* [SUPPLIED DATA]:

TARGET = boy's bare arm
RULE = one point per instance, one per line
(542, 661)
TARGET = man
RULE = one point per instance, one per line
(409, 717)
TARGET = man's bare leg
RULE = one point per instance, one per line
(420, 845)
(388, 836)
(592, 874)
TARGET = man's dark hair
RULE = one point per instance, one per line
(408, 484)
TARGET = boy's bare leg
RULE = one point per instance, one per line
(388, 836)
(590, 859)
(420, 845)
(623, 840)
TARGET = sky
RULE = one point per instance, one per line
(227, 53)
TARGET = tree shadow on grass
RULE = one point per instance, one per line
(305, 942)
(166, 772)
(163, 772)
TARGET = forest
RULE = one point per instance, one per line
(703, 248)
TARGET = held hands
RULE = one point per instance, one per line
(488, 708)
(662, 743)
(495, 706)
* * *
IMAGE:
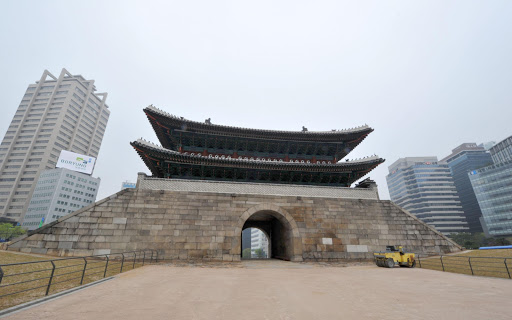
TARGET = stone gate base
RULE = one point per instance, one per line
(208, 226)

* [WORK INSTRUCTION]:
Count each line of the material that includes "TARGET", and reply with only the count.

* [TASK SOLUTION]:
10